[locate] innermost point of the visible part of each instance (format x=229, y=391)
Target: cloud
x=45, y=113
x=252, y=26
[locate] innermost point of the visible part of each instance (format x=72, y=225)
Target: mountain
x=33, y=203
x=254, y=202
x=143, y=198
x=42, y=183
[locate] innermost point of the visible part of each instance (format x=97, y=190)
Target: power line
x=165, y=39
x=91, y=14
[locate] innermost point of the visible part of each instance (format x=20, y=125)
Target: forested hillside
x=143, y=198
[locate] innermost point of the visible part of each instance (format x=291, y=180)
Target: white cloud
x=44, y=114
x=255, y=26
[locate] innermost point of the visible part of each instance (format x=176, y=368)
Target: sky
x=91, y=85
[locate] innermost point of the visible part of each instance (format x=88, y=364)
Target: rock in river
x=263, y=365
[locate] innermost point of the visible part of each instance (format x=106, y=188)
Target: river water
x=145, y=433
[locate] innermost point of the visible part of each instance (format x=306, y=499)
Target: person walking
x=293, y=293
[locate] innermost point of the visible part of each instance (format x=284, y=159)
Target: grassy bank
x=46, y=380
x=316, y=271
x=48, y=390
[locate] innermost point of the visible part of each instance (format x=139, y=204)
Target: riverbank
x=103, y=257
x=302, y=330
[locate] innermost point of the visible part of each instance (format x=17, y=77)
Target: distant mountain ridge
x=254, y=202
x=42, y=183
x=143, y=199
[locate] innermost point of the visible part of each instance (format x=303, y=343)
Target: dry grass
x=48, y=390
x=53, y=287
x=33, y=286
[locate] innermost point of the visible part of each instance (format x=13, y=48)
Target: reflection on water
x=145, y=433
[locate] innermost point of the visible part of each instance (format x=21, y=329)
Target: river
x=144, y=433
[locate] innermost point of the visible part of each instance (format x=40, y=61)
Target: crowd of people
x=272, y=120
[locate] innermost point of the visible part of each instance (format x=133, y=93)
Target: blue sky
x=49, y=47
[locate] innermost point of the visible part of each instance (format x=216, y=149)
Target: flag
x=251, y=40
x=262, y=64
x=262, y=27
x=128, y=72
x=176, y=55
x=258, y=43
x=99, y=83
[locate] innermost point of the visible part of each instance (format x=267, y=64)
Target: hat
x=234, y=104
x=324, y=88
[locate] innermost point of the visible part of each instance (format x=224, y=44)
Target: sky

--------------------------------------------------

▶ Task description:
Reproduce every line of the material above verbatim, from the first line to the last, without altering, adding, or omitting anything.

▶ Exercise output:
[locate] innermost point of the visible part of each instance (format x=229, y=391)
Target: cloud
x=45, y=113
x=252, y=26
[locate] innermost point of the visible part of each instance (format x=72, y=225)
Target: mountain
x=33, y=203
x=254, y=202
x=143, y=198
x=42, y=183
[locate] innermost point of the visible part of each instance (format x=97, y=190)
Target: power line
x=165, y=39
x=91, y=14
[locate] innermost point of the visible part of each instance (format x=20, y=125)
Target: forested hillside
x=143, y=198
[locate] innermost point of the visible part of each instance (format x=291, y=180)
Target: white cloud
x=44, y=114
x=255, y=26
[locate] innermost point of the visible part of each instance (format x=176, y=368)
Target: sky
x=91, y=85
[locate] innermost point of the visible part of each instance (format x=88, y=364)
Target: rock in river
x=263, y=365
[locate] innermost point of the visible part of each instance (format x=106, y=188)
Target: river water
x=145, y=433
[locate] innermost point of the visible part of each instance (format x=306, y=499)
Target: person walking
x=293, y=293
[locate] innermost point of the visible part of each instance (format x=284, y=159)
Target: grassy bank
x=46, y=380
x=316, y=271
x=48, y=390
[locate] innermost point of the visible part of each instance (format x=139, y=204)
Target: riverbank
x=103, y=257
x=302, y=330
[locate] innermost point of the visible part of each instance (format x=17, y=77)
Target: distant mountain ridge
x=254, y=202
x=42, y=183
x=143, y=199
[locate] innermost point of the visible part of each instance (format x=303, y=343)
Target: dry grass
x=48, y=390
x=53, y=287
x=33, y=286
[locate] innermost point of the visible part of each instance (format x=13, y=48)
Target: reflection on water
x=145, y=433
[locate] innermost point of the visible part of each instance (format x=21, y=329)
Target: river
x=144, y=433
[locate] innermost point of the visible part of each instance (format x=40, y=61)
Target: crowd of people
x=272, y=120
[locate] innermost point of the visible part of each instance (format x=133, y=93)
Target: blue sky
x=49, y=47
[locate] innermost point of the visible part of each instance (format x=216, y=149)
Target: flag
x=251, y=40
x=262, y=64
x=262, y=27
x=128, y=72
x=176, y=55
x=258, y=43
x=99, y=83
[locate] innermost point of the visible part of each instance (format x=267, y=64)
Target: hat
x=234, y=104
x=324, y=88
[locate] innermost point of the visible part of each instance (format x=224, y=44)
Target: sky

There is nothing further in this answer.